Required actions:
**A.** In the homeschool blog excerpt below, which two activities were canceled on the Wednesday of the big snowfall?
**B.** Carry on writing the homeschool blog excerpt below, starting right after its final sentence.

───── Reading text

I also took the kids sledding this week and was surprised at what a workout it can be walking through deep snow. I probably should have gone down the hill a few times simply so I'd have to come back up, but I wasn't really in the sledding mood. I was freezing and the snow was powdering, flying in the faces of sledders all the way down! Then it dawned on me. Perhaps I'm burning more calories simply by being outside in the cold. Could it be true? Well, sort of. Not enough to claim the right to eat a chocolate Santa though.

Next week I'll work on getting back on track with the nutrition. I need to start regularly taking my vitamins and plan to add that in as a goal this week. Now if I could just get some chocolate-flavored vitamins...

Thursday, February 11, 2010

A Snow Day for Our Homeschool!

My son has what the family affectionately called "the list". There are a number of items on the list at any given time, but he'll fixate on whatever is at the top until the "box" is checked. Lately, going sledding has been at the top of the list. Normally, that wouldn't be too difficult to accomplish during the winter in Michigan. Unfortunately, we haven't had much snow since before the holidays. For weeks blotches of dead grass have been visible on our lawn. It definitely hasn't been good sledding weather.

Then came this Wednesday. I think it was the biggest snowfall we've had all year. Both our 3-hour art class and evening AWANA program were canceled. I was hoping to use the time to catch up on a bit of school work, but the list called. I tried to convince my son that today would be a better day. Yesterday the local schools were closed and I knew the sledding hills would be crowded. Today, with all the kids back in school, they would have the hills to themselves. It didn't matter. The. Box. Must. Be. Checked.

So, we hit the hills at the nearby metropark. It was packed with kids riding their sleds down the still powdery hills. My son didn't care if there were crowds. He was finally getting his sledding box checked.

We ran into some friends who shared a few runs down the hills. They then retrieved their toboggan and took a trip down the toboggan run a few times. Unlike the other hills, the run was completely empty! Then, the group spotted a large snowbank and ditched the sleds for awhile to build a snow cave. My daughter, who is constantly complaining about how short she is, insisted I take this picture that makes her look extremely tall with the help of a friend.
Just before I was able to take a group picture with the kids inside the structure, it collapsed. We managed to get a group picture anyhow.
After arriving home and making hot chocolate, there wasn't much left of the day to get to that school work I had hoped to get in. The school work can wait for a change. Sledding was more important this time.

Tuesday, February 9, 2010

Applications Being Accepted for the 2010-11 TOS Crew

Are you interested in becoming part of the TOS Crew? Applications are now being accepted for the next Crew. You can read all the details on how to apply here.

If you love to try new products and share your findings with others, I highly recommend you apply! If you have any questions about what it is like being part of the Crew, please feel free to leave a comment and ask!

Monday, February 8, 2010

Part 4: A True Evaluation

How do I know my kids are keeping up with peers?

──────────
───── Collected data

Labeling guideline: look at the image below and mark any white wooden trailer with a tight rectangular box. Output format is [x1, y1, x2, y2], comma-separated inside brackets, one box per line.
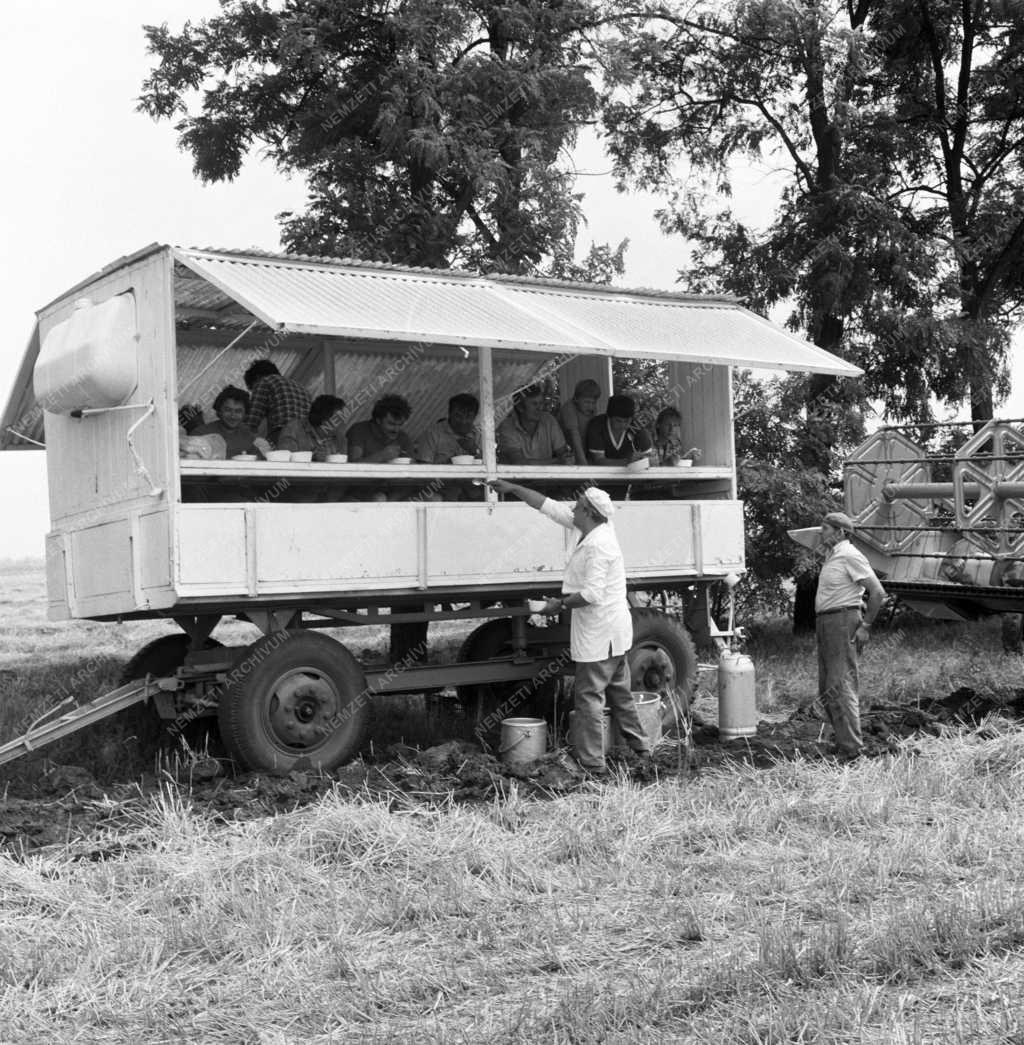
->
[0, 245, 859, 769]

──────────

Task results:
**A.** The 3-hour art class and the evening AWANA program were canceled.

**B.**
I spent quite a bit of time with Part 1, Part 2 , and Part 3 on how to answer this question numerically using outside evaluation. However, I do not want to mislead you. I do not believe testing is the best approach to this question. It may put the unsure parent at ease, quiet suspicious relatives, or otherwise provide something quantitative to outsiders. Outsiders, who do not know your homeschool nor your children, understand numbers. You, however, know your child and can go much farther than a number. Today I'd like to explore a different perspective.

It is hard not to look at how our kids are doing compared to others. Standardized testing does answer the question that my children are at least as well off academically at home as those in public school. Even though academic reasons were one of the first things that pushed me into homeschooling (and I say pushed, because it wasn't my original intention), it isn't the only reason we continue to homeschool. For me, using standardized testing hardly puts a dent in the answer to how my kids are doing.

Rather than zoom in on academics, the question of how my children are doing is answered best by looking at the bigger picture. How is this child doing compared not to others, but to themselves? I sometimes like to play a "what if" game. "What if" my child went to public school? What would be their focus? How would that change how their strengths and weaknesses play out? "What if" my child attended a great private school and I worked outside of the home in order to pay for it? The impact would be much more than academics. There is always a trade off with choices. What are those trade-offs with each situation for each individual child?

For example, I have a bright child that struggles with writing. Compared to peers, whether public schooled or homeschooled, he is behind in spelling and composition. If he were in school, I highly doubt he would get the one-on-one instruction he needs in this area. A teacher with 30 students in the classroom would not be able to take the time to move beyond written output for evaluation. Furthermore, because he is great at compensating for his weaknesses, he'd likely be written off as an average or below-average student. The end result would likely be a child that both falls through the cracks and remains unchallenged. Even though he is currently still behind his peers in this area, he is much farther ahead than if he attended the local school. I fully expect that with time, writing is not going to be an issue.

My other child excels in all subjects. She'd do well academically, but at what cost? She, too, would not be challenged; schools often are not open to acceleration. What, exactly, would she be doing with all of her free time while she waited for the rest of the class? Getting into trouble? Be bored out of her mind? And upon graduation, would this child truly know how to learn and strive towards goals, having never really had to work for an A?

When I look at what my children would be as public schooled children, I have no doubt that they are better off at home academically. In addition, I believe that the academic structure of public schools would make them fall behind in a more important area - character. Let's face it, teachers often have no choice but to shoot for the middle and teach to the test. It isn't their fault, but the nature of the system. However, if a child does not have their academic needs met because they do not fall within the box, they are less likely to learn to learn in a way that works for them.

Socially, my children would have been completely different children had they not been homeschooled. The very thought that homeschooled children are at a disadvantage socially completely humors me. Because of a more flexible schedule, they get to experience more. My children have been able to build strong friendships year-to-year. In school, friendships often come and go based on who is in your class that year. They have both developed friendships outside of their age group.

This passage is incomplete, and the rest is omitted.